[Object pointing dataset rows]
--- BEGIN ---
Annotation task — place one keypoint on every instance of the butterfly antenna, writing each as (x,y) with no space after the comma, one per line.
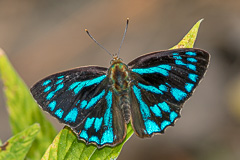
(123,36)
(97,42)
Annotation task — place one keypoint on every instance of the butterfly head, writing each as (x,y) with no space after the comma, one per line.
(116,59)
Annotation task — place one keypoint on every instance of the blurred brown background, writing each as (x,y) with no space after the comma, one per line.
(47,36)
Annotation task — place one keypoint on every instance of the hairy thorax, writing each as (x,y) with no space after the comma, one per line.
(120,79)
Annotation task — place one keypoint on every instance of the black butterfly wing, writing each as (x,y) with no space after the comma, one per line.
(80,98)
(162,82)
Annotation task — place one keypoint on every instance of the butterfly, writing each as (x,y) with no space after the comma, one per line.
(98,102)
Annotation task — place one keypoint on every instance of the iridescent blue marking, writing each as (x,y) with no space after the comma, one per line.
(173,115)
(143,106)
(89,123)
(165,66)
(47,89)
(162,87)
(162,69)
(95,80)
(155,109)
(107,136)
(189,87)
(98,123)
(164,124)
(191,53)
(178,94)
(193,77)
(84,134)
(83,104)
(72,115)
(60,77)
(94,100)
(108,113)
(51,94)
(190,66)
(59,113)
(193,60)
(77,86)
(176,56)
(46,82)
(179,62)
(59,81)
(94,139)
(77,102)
(164,106)
(150,88)
(52,105)
(151,127)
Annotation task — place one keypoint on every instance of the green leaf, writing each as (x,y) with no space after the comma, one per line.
(18,146)
(23,110)
(189,39)
(67,146)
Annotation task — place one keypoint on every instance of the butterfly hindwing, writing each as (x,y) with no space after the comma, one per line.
(150,113)
(162,82)
(81,99)
(67,95)
(105,124)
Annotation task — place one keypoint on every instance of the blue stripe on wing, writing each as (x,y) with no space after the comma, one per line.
(156,117)
(175,80)
(99,130)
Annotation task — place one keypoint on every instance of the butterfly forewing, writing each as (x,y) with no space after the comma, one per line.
(156,85)
(65,95)
(81,98)
(162,82)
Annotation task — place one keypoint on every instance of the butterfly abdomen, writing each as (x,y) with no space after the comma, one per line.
(119,76)
(125,107)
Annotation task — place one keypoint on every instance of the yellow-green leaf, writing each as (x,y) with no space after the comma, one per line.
(67,146)
(23,110)
(18,146)
(189,39)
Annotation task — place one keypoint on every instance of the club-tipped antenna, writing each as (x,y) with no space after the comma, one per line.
(123,37)
(97,42)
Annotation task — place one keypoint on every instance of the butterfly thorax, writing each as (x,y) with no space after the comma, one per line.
(119,77)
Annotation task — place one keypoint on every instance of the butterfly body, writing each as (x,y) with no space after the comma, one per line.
(98,102)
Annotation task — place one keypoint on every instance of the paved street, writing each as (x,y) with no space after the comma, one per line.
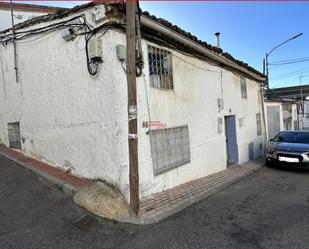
(267,209)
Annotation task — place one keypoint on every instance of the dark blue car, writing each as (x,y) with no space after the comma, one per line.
(289,148)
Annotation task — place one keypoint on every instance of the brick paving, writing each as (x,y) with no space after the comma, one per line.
(153,208)
(72,181)
(161,205)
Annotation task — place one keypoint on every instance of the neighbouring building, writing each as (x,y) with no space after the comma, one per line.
(280,115)
(292,94)
(21,12)
(199,109)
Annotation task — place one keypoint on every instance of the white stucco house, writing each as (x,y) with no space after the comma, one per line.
(199,109)
(280,115)
(22,12)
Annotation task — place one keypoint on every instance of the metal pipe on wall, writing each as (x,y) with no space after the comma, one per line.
(14,43)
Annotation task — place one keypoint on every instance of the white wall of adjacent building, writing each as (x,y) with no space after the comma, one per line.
(71,120)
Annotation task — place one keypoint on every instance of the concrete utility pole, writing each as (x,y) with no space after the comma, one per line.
(132,104)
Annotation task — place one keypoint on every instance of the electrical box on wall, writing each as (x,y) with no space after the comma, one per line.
(98,13)
(121,52)
(220,104)
(95,49)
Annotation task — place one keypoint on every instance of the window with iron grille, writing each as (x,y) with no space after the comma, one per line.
(243,87)
(160,68)
(258,124)
(170,148)
(14,135)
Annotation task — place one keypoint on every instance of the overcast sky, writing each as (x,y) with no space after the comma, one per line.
(248,30)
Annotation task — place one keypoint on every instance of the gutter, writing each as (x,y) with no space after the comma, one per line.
(149,23)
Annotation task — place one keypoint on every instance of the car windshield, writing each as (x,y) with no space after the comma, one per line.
(293,137)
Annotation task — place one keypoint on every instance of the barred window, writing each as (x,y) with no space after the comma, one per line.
(243,87)
(160,68)
(14,135)
(170,148)
(258,124)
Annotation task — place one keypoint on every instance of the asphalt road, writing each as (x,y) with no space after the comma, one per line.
(267,209)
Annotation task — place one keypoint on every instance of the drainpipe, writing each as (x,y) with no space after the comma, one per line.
(149,23)
(14,43)
(264,118)
(218,39)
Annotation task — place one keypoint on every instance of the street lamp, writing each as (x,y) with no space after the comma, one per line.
(267,54)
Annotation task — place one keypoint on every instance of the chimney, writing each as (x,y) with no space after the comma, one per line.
(218,39)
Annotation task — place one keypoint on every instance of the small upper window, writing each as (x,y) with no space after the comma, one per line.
(243,87)
(160,68)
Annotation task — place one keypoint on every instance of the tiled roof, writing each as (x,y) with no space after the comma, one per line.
(203,43)
(61,13)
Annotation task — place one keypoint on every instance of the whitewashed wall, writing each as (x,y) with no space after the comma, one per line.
(71,120)
(197,86)
(67,118)
(19,16)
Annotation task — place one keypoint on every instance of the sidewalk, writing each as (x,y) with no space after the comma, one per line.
(68,183)
(153,208)
(162,205)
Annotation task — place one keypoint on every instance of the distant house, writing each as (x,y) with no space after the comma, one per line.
(199,109)
(281,115)
(21,12)
(285,96)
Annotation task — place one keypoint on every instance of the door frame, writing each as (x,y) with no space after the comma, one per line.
(228,158)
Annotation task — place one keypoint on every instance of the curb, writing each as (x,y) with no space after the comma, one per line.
(163,215)
(67,188)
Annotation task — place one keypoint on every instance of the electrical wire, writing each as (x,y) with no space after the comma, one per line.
(291,61)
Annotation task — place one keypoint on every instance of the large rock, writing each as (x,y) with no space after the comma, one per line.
(102,200)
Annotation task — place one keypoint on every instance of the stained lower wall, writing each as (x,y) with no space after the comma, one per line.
(74,121)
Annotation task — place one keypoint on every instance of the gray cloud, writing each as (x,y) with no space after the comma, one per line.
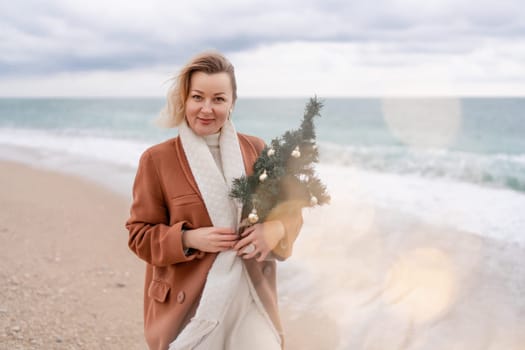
(99,35)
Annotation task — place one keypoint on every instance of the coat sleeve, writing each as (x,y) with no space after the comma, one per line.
(150,236)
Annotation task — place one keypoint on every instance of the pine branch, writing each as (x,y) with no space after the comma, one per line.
(284,171)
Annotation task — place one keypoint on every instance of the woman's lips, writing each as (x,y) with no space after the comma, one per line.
(205,121)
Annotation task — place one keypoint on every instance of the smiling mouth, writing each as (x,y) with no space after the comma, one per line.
(205,121)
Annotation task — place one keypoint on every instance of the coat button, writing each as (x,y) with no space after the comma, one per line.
(180,297)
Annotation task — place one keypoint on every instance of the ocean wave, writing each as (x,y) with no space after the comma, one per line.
(492,170)
(498,170)
(74,143)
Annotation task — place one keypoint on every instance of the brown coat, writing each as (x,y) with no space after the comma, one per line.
(166,198)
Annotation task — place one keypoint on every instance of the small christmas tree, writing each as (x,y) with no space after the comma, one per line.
(284,171)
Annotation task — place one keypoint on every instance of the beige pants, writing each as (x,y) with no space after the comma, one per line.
(244,326)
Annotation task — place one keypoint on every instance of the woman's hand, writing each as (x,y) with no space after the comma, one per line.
(210,239)
(264,237)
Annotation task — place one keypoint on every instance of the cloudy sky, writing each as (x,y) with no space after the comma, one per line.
(279,48)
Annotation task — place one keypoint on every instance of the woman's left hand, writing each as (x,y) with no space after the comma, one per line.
(258,240)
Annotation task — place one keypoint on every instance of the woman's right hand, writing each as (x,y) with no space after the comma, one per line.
(210,239)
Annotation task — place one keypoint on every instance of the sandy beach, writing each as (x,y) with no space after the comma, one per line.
(68,280)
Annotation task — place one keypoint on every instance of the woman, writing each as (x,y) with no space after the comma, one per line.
(206,287)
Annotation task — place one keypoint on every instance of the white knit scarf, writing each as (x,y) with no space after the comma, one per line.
(226,272)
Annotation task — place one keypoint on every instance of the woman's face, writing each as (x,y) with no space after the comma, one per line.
(209,102)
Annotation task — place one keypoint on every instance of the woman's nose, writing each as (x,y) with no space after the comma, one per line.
(206,106)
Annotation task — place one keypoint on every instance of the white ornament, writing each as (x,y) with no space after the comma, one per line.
(253,217)
(263,176)
(296,153)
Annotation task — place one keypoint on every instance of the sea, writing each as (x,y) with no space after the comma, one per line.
(426,157)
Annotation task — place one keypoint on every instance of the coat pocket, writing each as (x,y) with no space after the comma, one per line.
(158,290)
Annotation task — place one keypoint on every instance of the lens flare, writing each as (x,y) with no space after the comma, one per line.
(423,123)
(421,285)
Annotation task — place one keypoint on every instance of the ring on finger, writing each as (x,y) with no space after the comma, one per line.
(250,248)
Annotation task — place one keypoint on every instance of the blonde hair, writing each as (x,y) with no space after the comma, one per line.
(209,62)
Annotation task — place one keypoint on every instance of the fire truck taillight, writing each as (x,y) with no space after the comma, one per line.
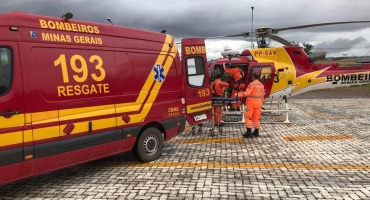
(13,28)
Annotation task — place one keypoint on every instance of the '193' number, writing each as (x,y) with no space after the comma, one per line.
(203,93)
(82,69)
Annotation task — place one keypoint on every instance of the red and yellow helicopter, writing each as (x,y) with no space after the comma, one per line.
(288,70)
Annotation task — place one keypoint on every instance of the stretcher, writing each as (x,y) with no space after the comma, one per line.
(272,112)
(216,101)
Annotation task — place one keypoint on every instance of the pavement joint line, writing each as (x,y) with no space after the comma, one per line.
(306,138)
(235,165)
(206,140)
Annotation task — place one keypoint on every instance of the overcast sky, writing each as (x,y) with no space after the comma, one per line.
(208,18)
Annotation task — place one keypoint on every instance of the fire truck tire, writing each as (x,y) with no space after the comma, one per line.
(149,146)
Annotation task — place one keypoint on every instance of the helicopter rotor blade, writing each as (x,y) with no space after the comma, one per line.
(244,34)
(315,25)
(281,40)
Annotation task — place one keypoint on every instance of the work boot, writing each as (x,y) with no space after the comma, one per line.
(248,133)
(256,132)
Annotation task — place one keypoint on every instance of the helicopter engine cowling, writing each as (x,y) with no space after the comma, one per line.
(230,53)
(317,56)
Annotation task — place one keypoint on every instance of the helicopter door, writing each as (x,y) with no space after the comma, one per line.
(197,89)
(267,71)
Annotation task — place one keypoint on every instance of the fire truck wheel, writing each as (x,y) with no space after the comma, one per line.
(149,147)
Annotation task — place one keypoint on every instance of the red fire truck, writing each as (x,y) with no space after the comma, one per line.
(74,91)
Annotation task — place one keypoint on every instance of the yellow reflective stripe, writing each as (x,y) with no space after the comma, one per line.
(254,97)
(154,92)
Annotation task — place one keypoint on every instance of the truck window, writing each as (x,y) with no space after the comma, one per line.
(196,71)
(5,70)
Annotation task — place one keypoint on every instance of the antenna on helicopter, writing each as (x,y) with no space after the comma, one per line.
(109,20)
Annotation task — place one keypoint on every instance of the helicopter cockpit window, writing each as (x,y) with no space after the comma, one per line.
(5,70)
(264,71)
(196,71)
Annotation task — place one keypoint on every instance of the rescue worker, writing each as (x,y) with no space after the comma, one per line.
(238,85)
(255,94)
(218,89)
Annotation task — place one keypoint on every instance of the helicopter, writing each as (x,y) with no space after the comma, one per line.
(288,70)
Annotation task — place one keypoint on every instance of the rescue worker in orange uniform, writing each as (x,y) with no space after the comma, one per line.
(238,86)
(218,89)
(255,94)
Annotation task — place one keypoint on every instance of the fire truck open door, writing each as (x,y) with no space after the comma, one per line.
(198,103)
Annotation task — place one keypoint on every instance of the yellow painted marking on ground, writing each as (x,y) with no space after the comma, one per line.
(305,138)
(237,165)
(188,128)
(207,140)
(327,115)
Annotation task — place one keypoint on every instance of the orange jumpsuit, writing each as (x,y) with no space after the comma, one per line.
(235,72)
(255,94)
(219,85)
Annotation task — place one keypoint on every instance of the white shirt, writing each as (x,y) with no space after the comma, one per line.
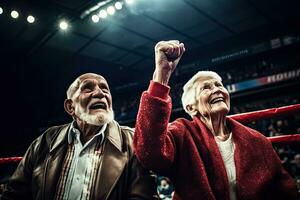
(226,149)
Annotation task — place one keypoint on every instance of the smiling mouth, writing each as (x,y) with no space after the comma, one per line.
(217,100)
(97,106)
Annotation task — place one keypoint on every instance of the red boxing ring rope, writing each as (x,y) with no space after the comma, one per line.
(267,113)
(242,118)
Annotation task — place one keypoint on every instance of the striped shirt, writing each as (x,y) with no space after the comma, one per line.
(80,166)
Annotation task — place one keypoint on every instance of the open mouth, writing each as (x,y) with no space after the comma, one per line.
(217,100)
(98,105)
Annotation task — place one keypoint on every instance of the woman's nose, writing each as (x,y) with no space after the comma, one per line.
(98,92)
(215,89)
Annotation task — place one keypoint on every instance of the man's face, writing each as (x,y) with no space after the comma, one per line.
(92,101)
(213,98)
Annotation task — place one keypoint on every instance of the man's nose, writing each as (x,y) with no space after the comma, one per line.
(215,89)
(98,92)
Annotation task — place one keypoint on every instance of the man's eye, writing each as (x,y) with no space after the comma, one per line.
(86,89)
(205,87)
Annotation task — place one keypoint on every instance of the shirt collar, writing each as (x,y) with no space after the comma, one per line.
(73,132)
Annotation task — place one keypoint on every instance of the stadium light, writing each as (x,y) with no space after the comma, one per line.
(118,5)
(129,1)
(30,19)
(95,18)
(111,10)
(14,14)
(103,14)
(63,25)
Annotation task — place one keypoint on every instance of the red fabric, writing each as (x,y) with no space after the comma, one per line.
(187,153)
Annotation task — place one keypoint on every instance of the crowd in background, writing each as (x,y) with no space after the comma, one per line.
(126,107)
(289,154)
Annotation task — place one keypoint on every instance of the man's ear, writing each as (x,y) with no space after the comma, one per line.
(69,108)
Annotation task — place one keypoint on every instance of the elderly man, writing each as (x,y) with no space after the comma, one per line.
(211,156)
(90,158)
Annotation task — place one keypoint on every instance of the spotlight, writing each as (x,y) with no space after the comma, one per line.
(63,25)
(118,5)
(30,19)
(111,10)
(14,14)
(95,18)
(129,1)
(103,14)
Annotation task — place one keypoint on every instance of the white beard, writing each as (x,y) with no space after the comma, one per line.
(98,119)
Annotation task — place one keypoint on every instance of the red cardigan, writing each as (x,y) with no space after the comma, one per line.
(187,153)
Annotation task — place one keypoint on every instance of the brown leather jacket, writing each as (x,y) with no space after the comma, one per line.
(121,176)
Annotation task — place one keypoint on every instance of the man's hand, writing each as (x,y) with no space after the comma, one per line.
(167,56)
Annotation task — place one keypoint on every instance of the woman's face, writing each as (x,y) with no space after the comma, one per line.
(213,98)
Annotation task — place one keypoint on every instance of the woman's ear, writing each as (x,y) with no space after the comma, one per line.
(69,108)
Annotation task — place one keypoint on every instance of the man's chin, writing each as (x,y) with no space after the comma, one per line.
(98,119)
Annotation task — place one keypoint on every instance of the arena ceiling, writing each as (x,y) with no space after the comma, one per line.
(39,60)
(126,39)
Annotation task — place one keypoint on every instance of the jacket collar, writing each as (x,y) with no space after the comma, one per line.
(112,132)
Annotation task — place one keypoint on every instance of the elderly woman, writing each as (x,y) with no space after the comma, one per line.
(211,156)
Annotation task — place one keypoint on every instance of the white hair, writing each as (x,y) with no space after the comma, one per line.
(190,92)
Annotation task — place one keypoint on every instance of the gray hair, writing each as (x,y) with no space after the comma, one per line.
(76,83)
(190,92)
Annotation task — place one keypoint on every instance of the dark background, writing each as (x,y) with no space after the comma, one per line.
(38,61)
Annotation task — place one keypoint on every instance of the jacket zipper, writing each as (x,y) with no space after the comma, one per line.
(45,175)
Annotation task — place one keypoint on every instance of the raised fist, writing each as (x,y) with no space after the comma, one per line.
(167,56)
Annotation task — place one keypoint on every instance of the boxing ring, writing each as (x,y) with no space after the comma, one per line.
(242,118)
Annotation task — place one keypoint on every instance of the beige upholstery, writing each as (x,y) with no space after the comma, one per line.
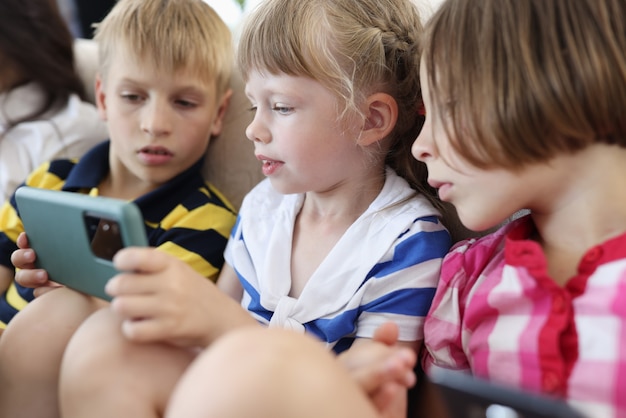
(230,162)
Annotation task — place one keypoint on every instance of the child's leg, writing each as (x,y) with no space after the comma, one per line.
(268,373)
(105,375)
(31,350)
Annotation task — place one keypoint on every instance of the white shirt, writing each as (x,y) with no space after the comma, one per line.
(66,133)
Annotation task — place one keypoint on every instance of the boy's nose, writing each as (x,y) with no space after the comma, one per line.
(155,119)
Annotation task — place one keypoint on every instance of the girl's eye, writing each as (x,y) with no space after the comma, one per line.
(186,103)
(130,97)
(283,110)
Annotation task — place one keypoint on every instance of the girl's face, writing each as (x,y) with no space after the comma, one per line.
(483,197)
(296,134)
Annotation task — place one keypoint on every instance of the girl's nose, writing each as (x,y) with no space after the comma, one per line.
(422,148)
(257,131)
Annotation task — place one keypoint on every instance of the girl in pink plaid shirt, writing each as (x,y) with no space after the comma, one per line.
(525,105)
(525,109)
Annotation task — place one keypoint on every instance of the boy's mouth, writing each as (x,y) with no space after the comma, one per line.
(155,155)
(155,151)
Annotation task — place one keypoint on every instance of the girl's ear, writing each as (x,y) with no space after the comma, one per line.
(380,118)
(100,98)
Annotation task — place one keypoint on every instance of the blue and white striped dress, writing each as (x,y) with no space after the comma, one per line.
(385,267)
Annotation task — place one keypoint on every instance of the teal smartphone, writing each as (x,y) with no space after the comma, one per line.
(75,236)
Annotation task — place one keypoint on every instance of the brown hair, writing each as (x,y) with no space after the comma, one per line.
(528,79)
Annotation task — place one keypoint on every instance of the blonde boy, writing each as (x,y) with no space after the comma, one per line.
(162,87)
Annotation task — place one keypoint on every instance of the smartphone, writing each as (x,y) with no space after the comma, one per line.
(461,395)
(75,236)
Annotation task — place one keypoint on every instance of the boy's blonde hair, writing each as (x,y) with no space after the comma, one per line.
(352,47)
(172,35)
(525,80)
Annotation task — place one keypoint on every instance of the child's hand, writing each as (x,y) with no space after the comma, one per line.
(27,274)
(383,369)
(162,299)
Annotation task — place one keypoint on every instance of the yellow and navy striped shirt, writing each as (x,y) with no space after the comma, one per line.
(186,217)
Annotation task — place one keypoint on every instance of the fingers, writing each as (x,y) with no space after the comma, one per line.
(387,333)
(23,258)
(22,240)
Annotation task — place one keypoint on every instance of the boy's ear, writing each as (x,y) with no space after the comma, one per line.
(380,118)
(100,97)
(218,122)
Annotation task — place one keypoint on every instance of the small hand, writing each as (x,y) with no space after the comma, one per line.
(28,275)
(162,299)
(383,369)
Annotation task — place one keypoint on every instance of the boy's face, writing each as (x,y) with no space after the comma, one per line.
(159,123)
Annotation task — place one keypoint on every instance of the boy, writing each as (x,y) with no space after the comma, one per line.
(162,87)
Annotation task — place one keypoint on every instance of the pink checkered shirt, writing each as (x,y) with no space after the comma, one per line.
(498,314)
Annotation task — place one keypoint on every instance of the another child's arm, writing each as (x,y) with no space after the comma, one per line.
(383,368)
(161,298)
(229,283)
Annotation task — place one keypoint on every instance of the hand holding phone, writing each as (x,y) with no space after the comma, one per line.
(75,236)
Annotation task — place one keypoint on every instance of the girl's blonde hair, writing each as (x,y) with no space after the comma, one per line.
(524,80)
(170,35)
(352,47)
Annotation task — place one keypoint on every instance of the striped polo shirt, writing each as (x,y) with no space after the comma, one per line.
(186,217)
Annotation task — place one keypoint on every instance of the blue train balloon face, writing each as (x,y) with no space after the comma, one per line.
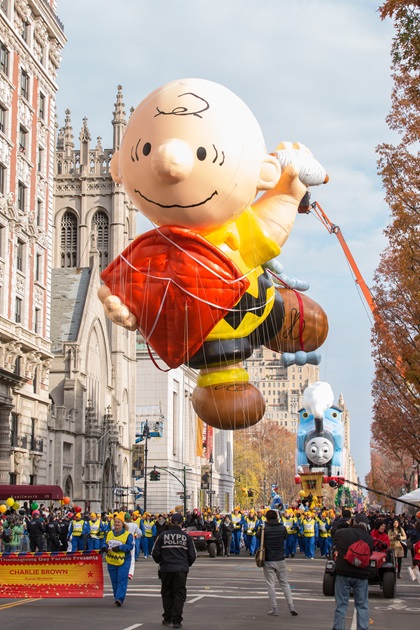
(319,450)
(320,443)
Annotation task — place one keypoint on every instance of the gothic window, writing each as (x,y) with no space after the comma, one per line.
(68,240)
(100,225)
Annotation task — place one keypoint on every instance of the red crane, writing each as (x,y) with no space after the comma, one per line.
(305,208)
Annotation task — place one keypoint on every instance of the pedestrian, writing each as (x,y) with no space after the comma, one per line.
(227,529)
(350,578)
(119,543)
(52,531)
(174,551)
(398,537)
(379,535)
(309,531)
(135,531)
(36,531)
(275,535)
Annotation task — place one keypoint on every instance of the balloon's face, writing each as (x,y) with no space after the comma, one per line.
(191,156)
(319,451)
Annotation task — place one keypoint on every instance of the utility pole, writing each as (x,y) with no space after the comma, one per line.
(211,462)
(146,432)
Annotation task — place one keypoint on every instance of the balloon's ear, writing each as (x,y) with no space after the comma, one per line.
(115,168)
(269,173)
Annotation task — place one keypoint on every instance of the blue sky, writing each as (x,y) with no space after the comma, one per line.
(315,71)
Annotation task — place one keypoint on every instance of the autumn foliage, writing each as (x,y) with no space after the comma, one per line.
(396,335)
(264,455)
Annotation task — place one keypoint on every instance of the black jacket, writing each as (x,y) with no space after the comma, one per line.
(35,528)
(174,550)
(342,541)
(275,535)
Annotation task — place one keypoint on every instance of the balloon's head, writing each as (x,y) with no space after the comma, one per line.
(193,155)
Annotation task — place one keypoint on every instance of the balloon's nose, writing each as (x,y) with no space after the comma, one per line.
(173,160)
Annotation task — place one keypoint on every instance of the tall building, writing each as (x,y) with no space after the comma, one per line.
(193,457)
(281,387)
(92,375)
(31,38)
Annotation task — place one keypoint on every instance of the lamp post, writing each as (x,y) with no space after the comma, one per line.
(146,432)
(211,462)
--- END ---
#### Work required:
Your task is to extract the lines running from the one with "balloon's ear, writing" to the end of the material, inclusive, copying each exactly and adding nothing.

#### Written solution:
Annotation task — place one keypoint on every instance of the balloon's ear, writing each as (x,y) with no space after the comma, one per line.
(115,168)
(269,173)
Annotation task — place one keypoint on every instance of the blue sky, writing each as (x,y) with no space after the comma, one per line.
(315,71)
Annotation task — place one keypoint on every instance of the autumn foliage, writing each as (x,y) with no space after the comma, one per line.
(396,335)
(264,455)
Annotation task — place one keypoint on every instance of the black jacket, writing each as (x,y) with no space after the comma, one per line.
(35,528)
(174,550)
(342,541)
(275,535)
Annotation task — place one keypoint on every instance of the balloon's head, writing each as (x,y) with no space after the comma, one per line.
(193,155)
Annotation task — place one keypoint on every instance of the balloon's nose, writing each as (x,y) with no space after the comma, one per line.
(173,160)
Annotation task — place one keypoint on every instance of the tall building, writing each as (x,y) with no space after the comma, one per line.
(193,457)
(281,387)
(92,375)
(31,38)
Annotation task — place one keypoint on every instance of the lamp post, writing each as (x,y) with no space after the comma, one per line.
(146,432)
(211,462)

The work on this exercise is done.